RECORDS PROVIDED:
** Start **
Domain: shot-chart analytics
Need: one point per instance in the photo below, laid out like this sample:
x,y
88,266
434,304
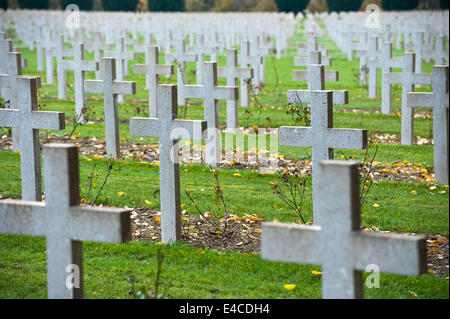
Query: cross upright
x,y
438,101
63,221
231,72
79,66
316,76
181,57
407,78
121,55
321,136
110,87
211,93
29,121
168,129
364,55
152,69
337,243
314,57
385,63
245,59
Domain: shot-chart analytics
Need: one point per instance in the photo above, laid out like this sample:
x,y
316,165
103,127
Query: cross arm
x,y
149,127
415,99
191,127
394,253
100,224
48,120
290,243
295,136
19,217
347,138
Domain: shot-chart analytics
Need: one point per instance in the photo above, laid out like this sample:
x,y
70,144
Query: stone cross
x,y
181,57
337,243
211,93
110,87
78,65
29,121
63,221
386,63
231,72
438,100
407,78
152,69
121,56
316,77
245,60
314,57
321,136
168,129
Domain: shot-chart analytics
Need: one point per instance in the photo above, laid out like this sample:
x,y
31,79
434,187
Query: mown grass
x,y
189,272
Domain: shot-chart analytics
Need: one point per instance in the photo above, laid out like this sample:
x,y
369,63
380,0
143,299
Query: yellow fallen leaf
x,y
289,287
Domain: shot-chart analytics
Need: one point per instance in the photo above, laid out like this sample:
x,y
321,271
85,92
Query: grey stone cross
x,y
231,72
337,243
407,78
321,136
29,121
78,65
181,57
168,129
438,101
210,92
63,222
152,70
316,76
110,88
245,59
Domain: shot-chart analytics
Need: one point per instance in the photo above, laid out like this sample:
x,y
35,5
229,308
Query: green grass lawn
x,y
189,272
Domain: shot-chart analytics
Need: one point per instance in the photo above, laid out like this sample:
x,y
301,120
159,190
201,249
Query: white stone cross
x,y
386,63
152,70
79,66
29,121
168,129
245,59
232,73
438,100
407,78
121,55
211,93
63,222
314,57
316,76
337,243
110,87
181,57
321,136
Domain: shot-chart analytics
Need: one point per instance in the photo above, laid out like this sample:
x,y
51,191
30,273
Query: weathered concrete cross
x,y
321,136
408,78
168,129
110,88
181,57
211,93
29,121
337,243
63,222
152,70
79,66
438,100
232,73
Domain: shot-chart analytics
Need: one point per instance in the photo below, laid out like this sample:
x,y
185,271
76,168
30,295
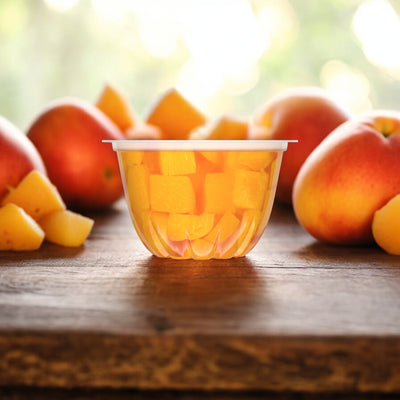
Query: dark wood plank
x,y
293,315
31,393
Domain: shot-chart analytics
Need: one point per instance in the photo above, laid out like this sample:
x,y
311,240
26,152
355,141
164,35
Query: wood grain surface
x,y
294,315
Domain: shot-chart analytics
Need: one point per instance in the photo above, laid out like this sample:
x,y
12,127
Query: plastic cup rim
x,y
200,145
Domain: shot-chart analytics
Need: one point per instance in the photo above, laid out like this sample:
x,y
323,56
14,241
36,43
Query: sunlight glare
x,y
377,26
111,11
61,5
347,86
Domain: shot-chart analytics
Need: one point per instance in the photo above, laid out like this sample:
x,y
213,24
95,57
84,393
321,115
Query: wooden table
x,y
294,315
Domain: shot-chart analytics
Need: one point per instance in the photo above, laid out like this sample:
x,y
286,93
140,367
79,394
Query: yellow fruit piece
x,y
36,195
113,103
256,160
177,162
179,249
386,226
249,189
151,160
147,230
225,227
238,244
18,230
218,192
228,128
202,249
66,228
173,194
184,226
137,182
175,116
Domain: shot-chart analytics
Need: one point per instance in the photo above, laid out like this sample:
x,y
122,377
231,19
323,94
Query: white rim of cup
x,y
200,145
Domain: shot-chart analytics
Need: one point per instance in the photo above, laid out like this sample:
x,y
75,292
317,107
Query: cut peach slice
x,y
66,228
172,194
218,192
115,106
137,179
175,116
238,243
177,162
18,230
386,226
36,195
249,189
225,227
175,248
184,226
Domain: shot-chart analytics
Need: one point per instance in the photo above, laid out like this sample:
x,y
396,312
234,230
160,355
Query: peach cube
x,y
66,228
18,230
175,116
173,194
137,180
36,195
113,103
225,227
218,192
184,226
249,189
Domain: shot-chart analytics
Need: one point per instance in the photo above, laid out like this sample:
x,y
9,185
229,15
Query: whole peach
x,y
18,156
68,134
305,114
349,176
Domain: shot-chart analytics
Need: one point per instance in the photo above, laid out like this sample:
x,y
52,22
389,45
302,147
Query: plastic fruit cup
x,y
199,199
** End **
WHAT TO DO: Ignore the images and quote every line of the listing exactly.

COMPLETE OUTPUT:
Domain: shot-chart analytics
Need: one point per instance in the photo below, laid out like this sample:
x,y
88,266
434,304
Query: cross upright
x,y
438,101
63,221
231,72
79,66
316,76
181,57
407,78
121,55
321,136
110,87
211,93
29,121
168,129
364,55
152,69
337,243
314,57
385,63
245,59
Domain: shot-chart analytics
Need: one point per instance in the photo above, laid out like this sample:
x,y
316,165
103,127
Query: cross arm
x,y
149,127
415,99
191,127
394,253
100,224
48,120
290,243
295,136
19,217
347,138
Domain: shot-chart analytics
Need: one point per instance in the photo above, laid out like this sample:
x,y
70,144
Query: stone cross
x,y
181,57
337,243
211,93
110,87
78,65
29,121
63,221
386,63
231,72
438,100
407,78
152,69
121,56
316,77
245,60
314,57
321,136
168,129
Domain: shot-chart analytics
Need: one point per instance in the photo above, laid out like this sample:
x,y
31,79
434,187
Query: mown grass
x,y
189,272
Domain: shot-chart analytics
Need: one point per instance in the photo above, laid out like this sample:
x,y
369,63
380,0
143,299
Query: yellow fallen leaf
x,y
289,287
Domain: shot-chart analytics
Need: one point per instance in the photo above, laid out like this sample:
x,y
321,271
85,92
Query: grey stone cross
x,y
231,72
337,243
407,78
321,136
29,121
78,65
181,57
168,129
438,101
210,92
63,222
152,70
316,76
110,88
245,59
Domain: shot-chart analytics
Need: one point per instance in the photo above, laid out like this sample:
x,y
35,5
229,308
Query: green grass lawn
x,y
189,272
Domain: shot-chart analytics
Need: one point per instance in the photo above, laid out like this sample:
x,y
301,120
159,190
201,249
Query: white stone cross
x,y
386,63
152,70
79,66
29,121
168,129
245,59
232,73
438,100
407,78
121,55
211,93
63,222
314,57
316,76
337,243
110,87
181,57
321,136
Domain: shot-chart analytics
Need: one point per instance in the photo above, laid out like this sample:
x,y
51,191
30,273
Query: weathered concrete cross
x,y
321,136
408,78
168,129
110,88
181,57
211,93
29,121
337,243
63,222
152,70
79,66
438,100
232,73
Domain: shot-chart analytics
Need: one point per instance in the photo below, laid out like this sample:
x,y
185,271
76,168
30,295
Query: dark wood plank
x,y
293,315
31,393
Domain: shot-chart analytics
Need: one point per instance in the photo above, laid out like this sample:
x,y
311,240
26,152
355,141
164,35
Query: wood grain surface
x,y
294,315
Domain: shot-chart analytics
Need: one point per instance in the photo above, laid out like this sample:
x,y
12,127
Query: plastic cup rim
x,y
200,145
Domain: shot-chart analytics
Need: one point per instance in the photo above, laid out like this sample:
x,y
323,56
14,241
36,43
Query: sunlight glare
x,y
377,26
111,11
61,5
347,86
Domain: shot-chart analytics
Need: one point per instance in the photo above, laid out like this sample:
x,y
213,24
95,57
84,393
321,115
Query: wooden table
x,y
294,315
Domain: shot-chart analytics
Need: one point per instance in the photo above, laid out like this sample:
x,y
286,93
140,367
79,394
Query: yellow fruit piece
x,y
36,195
113,103
256,160
177,162
179,249
386,226
249,189
151,160
147,230
225,227
238,244
18,230
218,192
228,128
202,249
66,228
173,194
184,226
137,182
175,116
Domain: shot-chart analytics
Need: one point per instance in the photo above, laid out like this sample:
x,y
122,377
231,19
323,94
Query: white rim of cup
x,y
200,145
Domain: shot-chart analytics
Need: one point per instance in the photo above, laid out like this sample:
x,y
75,292
317,107
Query: cut peach slice
x,y
66,228
172,194
218,192
115,106
137,179
175,116
238,243
177,162
18,230
386,226
36,195
249,189
225,227
175,248
184,226
Domain: shot-chart analytics
Need: one point per instance in the photo above, laid out like this sample:
x,y
396,312
234,230
160,355
Query: peach cube
x,y
66,228
18,230
175,116
173,194
137,180
36,195
113,103
225,227
218,192
184,226
249,189
Domain: shot-chart analytics
Need: one point per instance in the photo above, laid out like this sample:
x,y
9,185
229,15
Query: whole peach
x,y
18,156
68,134
305,114
349,176
Domain: shot-chart analytics
Need: one point per instance in the photo above, laid out like this sample:
x,y
52,22
389,45
302,147
Query: plastic fruit cup
x,y
199,199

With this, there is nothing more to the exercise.